== Selection
To be open is to be brave. To be brave is to risk being hurt. But if we're able to choose between shooting a  gun at the virtuous and altruistic, or taking the bullet for them, I think the latter choice is the only way to ever define yourself as part of the former group. This means that we need to be brave. We need to be open. And we need to receive others, despite their considerable differences from ourselves. If we can all be decent and proper in our intentions, then we might just finally find a universal language that the human heart can understand.

Maybe.

Sunday, October 2, 2011

The Great Death Game

I was 5 years old when my father came in the room, knelt down on the floor and with tears in his eyes told me and my siblings that his father had died. This was my first experience with death. I remember feeling confused about my father's sadness, and about what my grandfather's death actually meant. I was told that I was too young to attend the funeral, but my two older siblings were going to go. I don't think I ever mourned his death. I was too young to comprehend it all. I just learned to get used to his absence. 

It would be 7 years later when death made another appearance. It was a strange year in which 2 kids from my school whom I knew both died. The first died in his sleep at a young age of 13, and the second was killed in an alleged accidental gunshot wound at 14. At this time in my life, I could comprehend death a bit more, and I recall spending a lot of time in thought about the loss of futures ahead, and about the family of the deceased. I imagined what it must have been like for a mother to come in and try and wake her 13 year old son only to discover he was dead. I pondered over the mystery of the gunshot wound death.
====
== Given information
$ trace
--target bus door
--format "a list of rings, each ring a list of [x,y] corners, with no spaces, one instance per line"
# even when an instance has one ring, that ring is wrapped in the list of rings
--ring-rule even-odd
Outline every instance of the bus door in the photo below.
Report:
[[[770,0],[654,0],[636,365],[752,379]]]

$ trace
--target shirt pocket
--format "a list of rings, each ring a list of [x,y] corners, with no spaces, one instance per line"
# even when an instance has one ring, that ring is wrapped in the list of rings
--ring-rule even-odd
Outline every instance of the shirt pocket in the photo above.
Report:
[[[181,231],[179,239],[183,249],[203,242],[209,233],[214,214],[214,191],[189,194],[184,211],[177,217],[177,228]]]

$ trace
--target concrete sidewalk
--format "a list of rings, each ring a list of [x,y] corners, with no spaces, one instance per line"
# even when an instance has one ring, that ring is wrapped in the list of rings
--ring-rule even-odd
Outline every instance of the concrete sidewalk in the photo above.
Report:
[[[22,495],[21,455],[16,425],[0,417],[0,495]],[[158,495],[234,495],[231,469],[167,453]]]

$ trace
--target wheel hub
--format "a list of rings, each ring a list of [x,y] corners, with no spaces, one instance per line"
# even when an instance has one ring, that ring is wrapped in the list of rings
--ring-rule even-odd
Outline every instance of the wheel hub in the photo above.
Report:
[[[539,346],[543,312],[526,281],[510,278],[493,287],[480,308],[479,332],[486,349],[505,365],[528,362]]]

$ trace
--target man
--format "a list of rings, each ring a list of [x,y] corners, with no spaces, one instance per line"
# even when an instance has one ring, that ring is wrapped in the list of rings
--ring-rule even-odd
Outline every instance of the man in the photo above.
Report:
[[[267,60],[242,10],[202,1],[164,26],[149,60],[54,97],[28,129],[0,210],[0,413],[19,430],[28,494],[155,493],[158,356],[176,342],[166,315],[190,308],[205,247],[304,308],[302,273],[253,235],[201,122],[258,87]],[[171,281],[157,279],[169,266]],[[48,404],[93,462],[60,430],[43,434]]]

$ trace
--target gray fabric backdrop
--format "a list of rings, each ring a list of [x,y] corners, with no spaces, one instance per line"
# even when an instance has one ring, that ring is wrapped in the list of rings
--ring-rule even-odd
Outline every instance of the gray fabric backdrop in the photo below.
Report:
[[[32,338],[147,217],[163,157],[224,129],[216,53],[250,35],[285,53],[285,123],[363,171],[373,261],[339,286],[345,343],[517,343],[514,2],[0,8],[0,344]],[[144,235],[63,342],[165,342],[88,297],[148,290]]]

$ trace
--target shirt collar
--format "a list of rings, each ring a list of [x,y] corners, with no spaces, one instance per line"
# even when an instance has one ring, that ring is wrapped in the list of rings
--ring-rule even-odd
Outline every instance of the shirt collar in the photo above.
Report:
====
* _Problem description_:
Reproduce the entire blog excerpt on bravery and early encounters with death word for word.

* _Exercise answer_:
To be open is to be brave. To be brave is to risk being hurt. But if we're able to choose between shooting a  gun at the virtuous and altruistic, or taking the bullet for them, I think the latter choice is the only way to ever define yourself as part of the former group. This means that we need to be brave. We need to be open. And we need to receive others, despite their considerable differences from ourselves. If we can all be decent and proper in our intentions, then we might just finally find a universal language that the human heart can understand.

Maybe.

Sunday, October 2, 2011

The Great Death Game

I was 5 years old when my father came in the room, knelt down on the floor and with tears in his eyes told me and my siblings that his father had died. This was my first experience with death. I remember feeling confused about my father's sadness, and about what my grandfather's death actually meant. I was told that I was too young to attend the funeral, but my two older siblings were going to go. I don't think I ever mourned his death. I was too young to comprehend it all. I just learned to get used to his absence. 

It would be 7 years later when death made another appearance. It was a strange year in which 2 kids from my school whom I knew both died. The first died in his sleep at a young age of 13, and the second was killed in an alleged accidental gunshot wound at 14. At this time in my life, I could comprehend death a bit more, and I recall spending a lot of time in thought about the loss of futures ahead, and about the family of the deceased. I imagined what it must have been like for a mother to come in and try and wake her 13 year old son only to discover he was dead. I pondered over the mystery of the gunshot wound death.